> _TASK TO COMPLETE_
All of the records must come back exactly. Please repeat them in full.

> _EXCERPTED DATA_
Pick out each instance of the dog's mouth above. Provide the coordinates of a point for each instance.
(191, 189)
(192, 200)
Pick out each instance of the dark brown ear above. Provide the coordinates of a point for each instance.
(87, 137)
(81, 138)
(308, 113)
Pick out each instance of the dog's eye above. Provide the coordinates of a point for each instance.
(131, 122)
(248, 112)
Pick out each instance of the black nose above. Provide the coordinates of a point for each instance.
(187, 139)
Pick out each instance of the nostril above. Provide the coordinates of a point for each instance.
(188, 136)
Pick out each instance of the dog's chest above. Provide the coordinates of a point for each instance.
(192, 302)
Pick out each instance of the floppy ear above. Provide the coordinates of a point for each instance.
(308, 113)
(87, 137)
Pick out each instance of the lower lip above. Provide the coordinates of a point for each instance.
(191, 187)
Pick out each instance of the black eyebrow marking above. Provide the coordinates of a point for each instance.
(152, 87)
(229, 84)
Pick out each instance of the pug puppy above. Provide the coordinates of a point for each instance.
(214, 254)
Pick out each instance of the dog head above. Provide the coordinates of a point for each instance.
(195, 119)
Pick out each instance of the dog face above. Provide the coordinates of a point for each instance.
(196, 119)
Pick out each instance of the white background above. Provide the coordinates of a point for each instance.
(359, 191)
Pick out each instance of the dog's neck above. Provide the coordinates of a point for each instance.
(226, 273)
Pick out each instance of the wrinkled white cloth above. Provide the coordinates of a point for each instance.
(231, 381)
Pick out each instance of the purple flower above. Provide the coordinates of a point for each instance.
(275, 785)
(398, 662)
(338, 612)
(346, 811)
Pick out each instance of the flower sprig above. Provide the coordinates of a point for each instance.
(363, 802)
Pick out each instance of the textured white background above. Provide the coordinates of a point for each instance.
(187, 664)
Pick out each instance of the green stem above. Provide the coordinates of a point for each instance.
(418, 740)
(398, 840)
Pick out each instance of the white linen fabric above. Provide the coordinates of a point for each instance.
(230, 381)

> _SOLUTION TO THIS TASK_
Pick out each instance of the dog's mouth above. Provide the coordinates of a point for each instance.
(191, 189)
(192, 200)
Pick out each instance of the dark brown ear above. Provide the coordinates of a point for each instance.
(87, 137)
(81, 138)
(308, 113)
Pick out each instance of the dog's eye above. Provide the coordinates of a point for each instance.
(131, 122)
(248, 112)
Pick out each instance of the black nose above. Provide the coordinates of a point for each instance.
(187, 139)
Pick out each instance of the nostril above. Provide the coordinates of a point for each instance.
(188, 136)
Pick out each instance of the dog's chest above. Provide the coordinates of a point for each instance.
(192, 302)
Pick out each instance of the floppy ear above. Provide the coordinates of a point for each instance.
(308, 113)
(87, 137)
Pick out each instance of the lower lip above. Provide the coordinates of a point for each instance.
(191, 187)
Pick out each instance of the black eyebrow marking above. Provide the coordinates of a point for each instance.
(152, 87)
(229, 84)
Pick out each instance of the pug puppy above. Provide the coordinates of a point for each instance.
(214, 254)
Pick out each instance of the dog head above. Provide the coordinates of a point for each instance.
(195, 119)
Pick out each instance of the dog face above. Provide the coordinates of a point for each instance.
(196, 119)
Pick out each instance of the white background above. Provide the coordinates of a point for each instance.
(359, 191)
Pick out each instance of the dog's neck above. Provide the coordinates of a point for each instance.
(226, 273)
Pick out each instance of the wrinkled white cloth above. Provide the coordinates of a point for each instance.
(231, 381)
Pick out each instance of the purple flower above. Provide the coordinates of a point for each instance.
(275, 785)
(398, 662)
(338, 612)
(346, 811)
Pick out each instance of the flower sprig above. Provide the coordinates of a point for each instance.
(363, 802)
Pick out each instance of the textured white background above. Provide the coordinates of a point for each instance.
(187, 664)
Pick out each instance of the green stem above. Provide the coordinates of a point for each instance.
(418, 740)
(398, 840)
Pick out each instance of the white linen fabric above. Provide the coordinates of a point for each instance.
(230, 381)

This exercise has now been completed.